Study text:
= = = =

Is there a right way or wrong way to grieve? Is there a way to make the pain less?
My mother is visiting. She has a hard time through the holidays because my father passed away suddenly 3 years ago on Christmas Eve. My mom has really struggled with his passing and how can you blame her? They were together 33 years and been all over the world together. They have three wonderful children. I watch her waste away and slowly being consumed by a dark hole of her own making. If my father was to step into their bed room right now. He would find that nothing has changed. His bedside items are still laying on the night stand. His clothes are still in the closet. I can’t see how this is healthy. I can’t see how this helps her heal. She just wallows in her pain and sorrow. I feel ashamed sometimes because I know that is not how he would want us to live.
This is not the best example of her and me but three years ago, right after my dad died I got a puppy. Perhaps to help me cope. Regardless, I put a lot of love and care into the dog. I found out a few days ago that he has terminal cancer and has a life expectancy of 4-6 weeks! Great news here so close to the holidays and my dad’s passing anniversary. I have started planning for after my dog’s passing. I want to donate his body to the college to be used in science. I want to donate his toys and bed to someone who might not be able to spend all the money I have on spoiling their pet. I want to send my sister some of my dog’s things so she can use them with her dog. I have made all these plans and have prepared myself for life after my youngest furbaby is gone. My mom lays on the couch holding him. She feeds him iron pills and beets because it will make him better. She wants me to stop my life until he has gone.

= = = =

Records provided:
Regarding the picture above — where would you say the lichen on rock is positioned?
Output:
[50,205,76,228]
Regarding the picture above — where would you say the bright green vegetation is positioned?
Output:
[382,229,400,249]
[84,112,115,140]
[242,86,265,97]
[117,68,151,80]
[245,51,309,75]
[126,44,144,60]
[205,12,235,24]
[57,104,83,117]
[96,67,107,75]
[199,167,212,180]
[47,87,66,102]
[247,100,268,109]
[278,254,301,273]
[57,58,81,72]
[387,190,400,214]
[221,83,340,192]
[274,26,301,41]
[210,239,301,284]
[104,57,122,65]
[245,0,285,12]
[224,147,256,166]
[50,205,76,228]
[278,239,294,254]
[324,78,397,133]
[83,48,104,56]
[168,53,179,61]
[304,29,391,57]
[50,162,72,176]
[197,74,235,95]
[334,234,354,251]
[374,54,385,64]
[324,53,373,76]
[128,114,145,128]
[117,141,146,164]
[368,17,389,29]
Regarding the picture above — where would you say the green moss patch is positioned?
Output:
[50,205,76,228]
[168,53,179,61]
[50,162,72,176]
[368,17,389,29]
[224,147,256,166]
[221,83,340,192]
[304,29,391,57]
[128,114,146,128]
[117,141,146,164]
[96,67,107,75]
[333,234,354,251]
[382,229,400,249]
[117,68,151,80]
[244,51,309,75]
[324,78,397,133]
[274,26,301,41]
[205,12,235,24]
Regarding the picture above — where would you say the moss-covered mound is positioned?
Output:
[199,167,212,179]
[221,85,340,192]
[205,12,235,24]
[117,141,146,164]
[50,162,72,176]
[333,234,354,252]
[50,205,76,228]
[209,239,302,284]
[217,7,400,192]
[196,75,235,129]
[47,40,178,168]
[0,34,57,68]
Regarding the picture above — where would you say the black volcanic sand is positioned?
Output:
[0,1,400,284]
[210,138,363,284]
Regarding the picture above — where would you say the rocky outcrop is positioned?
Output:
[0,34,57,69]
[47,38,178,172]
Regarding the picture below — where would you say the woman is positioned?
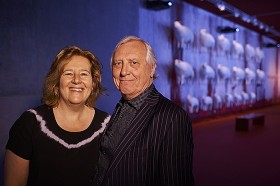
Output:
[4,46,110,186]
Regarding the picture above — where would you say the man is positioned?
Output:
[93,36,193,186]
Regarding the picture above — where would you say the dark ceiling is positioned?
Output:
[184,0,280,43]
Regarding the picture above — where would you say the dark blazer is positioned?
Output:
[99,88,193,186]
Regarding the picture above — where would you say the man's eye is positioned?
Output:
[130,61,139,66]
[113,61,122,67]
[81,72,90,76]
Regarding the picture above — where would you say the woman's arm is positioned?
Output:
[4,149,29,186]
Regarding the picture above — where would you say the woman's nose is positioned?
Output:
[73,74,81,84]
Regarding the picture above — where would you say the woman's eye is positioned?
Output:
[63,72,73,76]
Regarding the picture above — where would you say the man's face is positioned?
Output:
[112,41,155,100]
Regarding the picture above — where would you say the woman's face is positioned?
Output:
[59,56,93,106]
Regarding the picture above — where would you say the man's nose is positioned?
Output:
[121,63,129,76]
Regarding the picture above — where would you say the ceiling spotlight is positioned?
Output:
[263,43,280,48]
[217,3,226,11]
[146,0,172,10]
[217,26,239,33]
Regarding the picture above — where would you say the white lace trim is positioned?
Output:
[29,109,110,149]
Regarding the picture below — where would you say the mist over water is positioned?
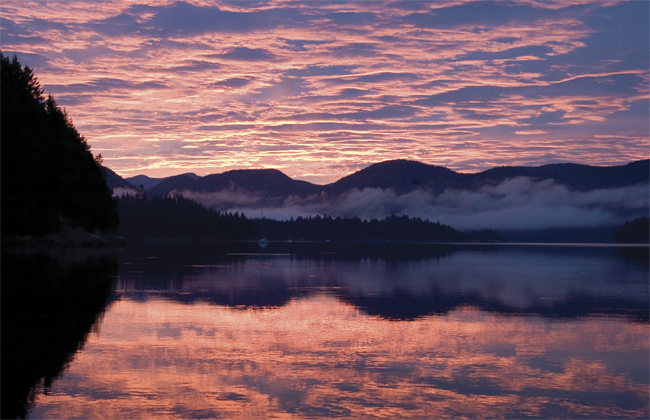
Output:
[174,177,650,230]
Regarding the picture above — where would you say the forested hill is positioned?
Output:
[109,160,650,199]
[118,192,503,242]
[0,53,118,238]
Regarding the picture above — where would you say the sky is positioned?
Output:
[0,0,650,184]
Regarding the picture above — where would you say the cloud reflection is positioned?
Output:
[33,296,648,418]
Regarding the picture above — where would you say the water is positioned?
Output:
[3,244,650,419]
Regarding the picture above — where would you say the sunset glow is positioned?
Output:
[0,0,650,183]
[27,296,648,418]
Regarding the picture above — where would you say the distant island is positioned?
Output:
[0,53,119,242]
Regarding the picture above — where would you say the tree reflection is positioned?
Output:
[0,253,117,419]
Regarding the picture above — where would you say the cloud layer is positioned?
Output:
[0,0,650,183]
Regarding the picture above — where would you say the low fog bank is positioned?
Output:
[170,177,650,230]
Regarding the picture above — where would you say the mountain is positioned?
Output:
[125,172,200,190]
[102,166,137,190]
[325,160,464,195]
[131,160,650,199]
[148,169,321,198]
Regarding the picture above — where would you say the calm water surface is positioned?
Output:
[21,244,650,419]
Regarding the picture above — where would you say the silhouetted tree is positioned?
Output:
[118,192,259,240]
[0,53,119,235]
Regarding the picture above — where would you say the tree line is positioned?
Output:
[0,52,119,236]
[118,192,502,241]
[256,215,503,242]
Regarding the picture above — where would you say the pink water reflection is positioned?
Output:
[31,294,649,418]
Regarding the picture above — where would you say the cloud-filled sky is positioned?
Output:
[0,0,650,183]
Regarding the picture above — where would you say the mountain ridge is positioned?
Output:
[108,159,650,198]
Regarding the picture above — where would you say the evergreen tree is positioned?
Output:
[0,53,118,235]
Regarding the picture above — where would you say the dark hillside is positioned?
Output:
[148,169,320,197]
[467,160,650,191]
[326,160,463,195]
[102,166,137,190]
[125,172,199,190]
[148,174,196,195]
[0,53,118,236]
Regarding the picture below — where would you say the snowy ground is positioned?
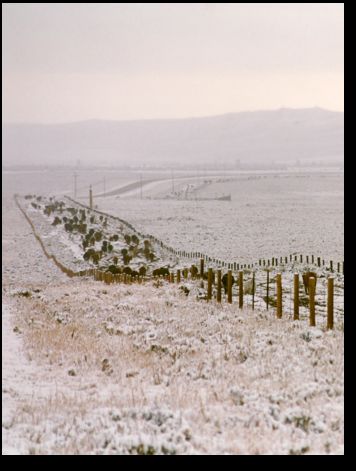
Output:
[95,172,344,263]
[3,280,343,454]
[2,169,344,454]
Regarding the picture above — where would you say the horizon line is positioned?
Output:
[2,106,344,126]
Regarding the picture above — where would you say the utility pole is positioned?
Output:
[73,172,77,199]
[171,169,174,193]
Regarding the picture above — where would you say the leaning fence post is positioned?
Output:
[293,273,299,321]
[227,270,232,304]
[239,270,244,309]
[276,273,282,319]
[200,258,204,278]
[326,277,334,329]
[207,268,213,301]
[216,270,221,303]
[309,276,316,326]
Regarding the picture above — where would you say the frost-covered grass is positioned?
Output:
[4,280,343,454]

= = = =

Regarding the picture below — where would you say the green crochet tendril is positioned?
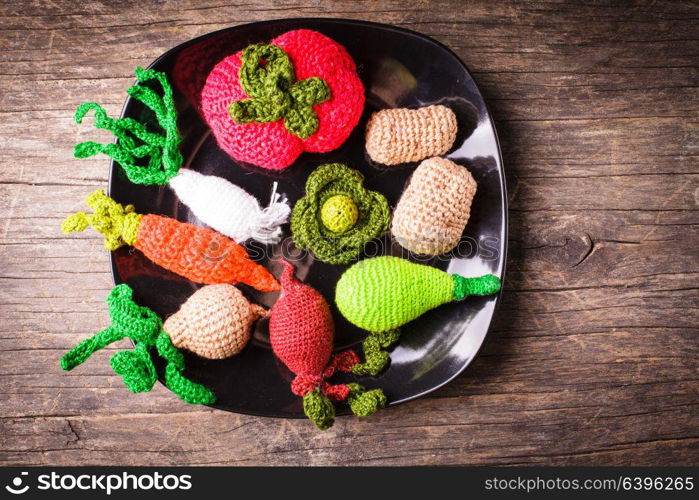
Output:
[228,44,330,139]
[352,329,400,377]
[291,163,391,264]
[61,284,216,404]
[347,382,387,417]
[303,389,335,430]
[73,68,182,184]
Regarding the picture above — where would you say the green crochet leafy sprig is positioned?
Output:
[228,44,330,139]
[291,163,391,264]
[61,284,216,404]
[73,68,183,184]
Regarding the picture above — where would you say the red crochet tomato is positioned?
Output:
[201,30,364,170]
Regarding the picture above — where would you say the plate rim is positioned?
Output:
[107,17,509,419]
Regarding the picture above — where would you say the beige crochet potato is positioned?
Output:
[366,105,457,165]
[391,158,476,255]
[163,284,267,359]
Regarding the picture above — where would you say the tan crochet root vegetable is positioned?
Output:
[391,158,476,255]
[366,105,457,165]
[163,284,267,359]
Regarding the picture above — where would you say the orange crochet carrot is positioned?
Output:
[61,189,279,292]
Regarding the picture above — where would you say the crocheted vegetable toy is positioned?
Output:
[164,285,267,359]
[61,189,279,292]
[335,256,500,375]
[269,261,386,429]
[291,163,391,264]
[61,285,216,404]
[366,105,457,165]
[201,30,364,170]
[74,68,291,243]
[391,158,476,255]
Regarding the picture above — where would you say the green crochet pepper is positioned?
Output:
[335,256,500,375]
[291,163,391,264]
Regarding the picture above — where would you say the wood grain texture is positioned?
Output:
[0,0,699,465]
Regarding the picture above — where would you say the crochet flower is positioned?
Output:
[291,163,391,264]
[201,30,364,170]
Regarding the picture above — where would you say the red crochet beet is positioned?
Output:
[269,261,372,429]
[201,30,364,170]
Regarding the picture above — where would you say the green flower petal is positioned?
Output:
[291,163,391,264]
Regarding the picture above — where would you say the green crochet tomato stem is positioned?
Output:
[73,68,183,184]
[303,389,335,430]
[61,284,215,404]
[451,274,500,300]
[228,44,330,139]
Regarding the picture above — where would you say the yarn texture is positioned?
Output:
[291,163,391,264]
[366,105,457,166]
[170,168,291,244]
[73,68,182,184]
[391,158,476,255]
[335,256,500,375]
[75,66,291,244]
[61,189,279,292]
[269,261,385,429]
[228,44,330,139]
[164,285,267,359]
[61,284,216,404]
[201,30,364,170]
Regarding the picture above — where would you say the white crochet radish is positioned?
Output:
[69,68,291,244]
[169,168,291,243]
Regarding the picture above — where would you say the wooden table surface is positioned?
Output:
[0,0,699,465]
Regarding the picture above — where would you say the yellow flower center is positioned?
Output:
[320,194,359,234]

= = = =

The task: Write the next part of the personal essay on grief, the one about the father's death and the dying dog, starting right after its last sentence.

Answer space:
This is just not who I am. I can’t stop my life because another life has stopped. If I quit moving forward I will sink into the darkness just like she has. I can’t wallow in my misery because I have responsibilities and dreams I need to fulfil. Perhaps I have taken this extreme view after seeing my mother stop living. I over compensate to make up for her. I don’t know. It’s just how I function. I realize there is no one way. And that her loss is a million times worse then mine. All I can say is I rather someone pass unexpectedly then to know it is coming soon.
If you think about it, every beginning is in the middle of something. My life is in the middle of my parent’s life. And theirs were in the middle of their parents. My actions influence the middle of someone else’s life. But we must all start somewhere. And so, this will be my start.
Oscar Wilde said, “Be yourself; everyone else is taken.” I endeavor to be.
You may call me Ryver (like River). This is the best way to describe myself. Ever flowing; ever moving; ever seeking. A river while guided by the Earth, cuts its own path to destiny. A river flows and absorbs the things around it carrying the flotsam and silt with it to the end. This is how I see myself. Taking bits and pieces of my surrounding and carrying their significance with me. Some things are pollution, poison, death. While others are pleasant, cleansing, and healing.
I am not always so poetic. Finding the words to express myself isn’t simple. Analogies and similes help me paint the picture best. I believe anyone would do the same. To describe something you must make the other person feel your pain, happiness, sorrow.
I am a denial depression-ist. Or rather, I am in denial of my depression. By believing it doesn’t exist I am able to embrace my happiness. If you pretend long enough it becomes true right? For me this only works until it doesn’t. Then the whole world comes crashing down and I have to rebuild my shelter.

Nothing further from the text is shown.